Copy every line, leaving nothing out and adding nothing.

** START **

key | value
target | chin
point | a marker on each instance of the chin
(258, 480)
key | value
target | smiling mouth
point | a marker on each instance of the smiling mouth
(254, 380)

** END **

__Result of this exercise__
key | value
target | chin
point | a marker on each instance of the chin
(258, 480)
key | value
target | smiling mouth
point | a marker on each instance of the smiling mouth
(254, 380)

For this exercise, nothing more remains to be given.